━━━ DATA SHOWN

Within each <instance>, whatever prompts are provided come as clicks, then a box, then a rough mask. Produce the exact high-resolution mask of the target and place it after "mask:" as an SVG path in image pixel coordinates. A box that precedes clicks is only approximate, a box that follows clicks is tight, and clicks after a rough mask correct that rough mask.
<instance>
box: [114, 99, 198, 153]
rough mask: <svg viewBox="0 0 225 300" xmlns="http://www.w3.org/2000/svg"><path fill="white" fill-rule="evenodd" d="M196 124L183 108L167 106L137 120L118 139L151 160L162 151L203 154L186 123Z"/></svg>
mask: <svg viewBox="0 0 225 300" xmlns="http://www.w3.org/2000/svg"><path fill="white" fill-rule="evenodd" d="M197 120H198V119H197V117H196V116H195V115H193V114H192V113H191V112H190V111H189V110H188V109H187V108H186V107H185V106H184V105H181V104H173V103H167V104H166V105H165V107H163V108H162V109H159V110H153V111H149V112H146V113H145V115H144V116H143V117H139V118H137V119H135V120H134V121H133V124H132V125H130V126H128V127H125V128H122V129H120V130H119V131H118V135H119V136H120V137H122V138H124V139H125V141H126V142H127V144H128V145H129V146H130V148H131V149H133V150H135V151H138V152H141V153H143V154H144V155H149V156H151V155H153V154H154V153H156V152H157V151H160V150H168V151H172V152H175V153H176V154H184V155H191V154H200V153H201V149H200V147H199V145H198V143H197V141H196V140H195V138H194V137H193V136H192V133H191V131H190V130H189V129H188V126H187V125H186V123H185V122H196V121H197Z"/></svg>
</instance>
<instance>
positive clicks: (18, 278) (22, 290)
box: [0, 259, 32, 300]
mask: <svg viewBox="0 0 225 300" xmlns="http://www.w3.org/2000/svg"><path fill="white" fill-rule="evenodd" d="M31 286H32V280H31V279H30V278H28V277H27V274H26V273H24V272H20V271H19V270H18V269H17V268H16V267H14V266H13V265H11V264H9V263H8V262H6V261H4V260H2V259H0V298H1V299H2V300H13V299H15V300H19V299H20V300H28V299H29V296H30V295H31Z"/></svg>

━━━━━━

[WORK ORDER] Can you retype every line of the records above, character for character, with nothing changed or left out?

[PROBLEM SOLUTION]
Within each <instance>, whatever prompts are provided come as clicks, then a box, then a rough mask. Produce the exact high-resolution mask of the target and place it after "mask:" as an SVG path in image pixel coordinates. A box that precedes clicks is only approximate, a box that follows clicks is tight, and clicks after a rough mask correct that rough mask.
<instance>
box: [114, 99, 198, 153]
rough mask: <svg viewBox="0 0 225 300" xmlns="http://www.w3.org/2000/svg"><path fill="white" fill-rule="evenodd" d="M196 124L183 108L167 106L137 120L118 139L151 160L162 151L203 154L186 123Z"/></svg>
mask: <svg viewBox="0 0 225 300" xmlns="http://www.w3.org/2000/svg"><path fill="white" fill-rule="evenodd" d="M197 120H198V119H197V117H196V116H195V115H193V114H192V113H191V112H190V111H189V110H188V109H187V108H186V107H185V106H184V105H181V104H173V103H167V104H166V105H165V107H163V108H162V109H159V110H153V111H149V112H146V113H145V115H144V116H143V117H139V118H137V119H135V120H134V121H133V124H132V125H130V126H128V127H125V128H122V129H120V130H119V131H118V135H119V136H120V137H122V138H124V139H125V141H126V142H127V144H128V145H129V146H130V148H131V149H133V150H135V151H138V152H141V153H143V154H144V155H149V156H151V155H153V154H154V153H156V152H157V151H160V150H168V151H172V152H175V153H176V154H184V155H191V154H200V153H201V149H200V147H199V145H198V143H197V141H196V140H195V138H194V137H193V136H192V133H191V131H190V130H189V129H188V126H187V125H186V123H185V122H196V121H197Z"/></svg>
</instance>
<instance>
positive clicks: (18, 278) (22, 290)
box: [0, 259, 32, 300]
mask: <svg viewBox="0 0 225 300" xmlns="http://www.w3.org/2000/svg"><path fill="white" fill-rule="evenodd" d="M31 286H32V280H31V279H30V278H28V277H27V274H26V273H24V272H20V271H19V270H18V269H17V268H16V267H14V266H13V265H11V264H9V263H8V262H6V261H4V260H2V259H0V298H1V299H2V300H13V299H15V300H19V299H20V300H28V299H29V296H30V295H31Z"/></svg>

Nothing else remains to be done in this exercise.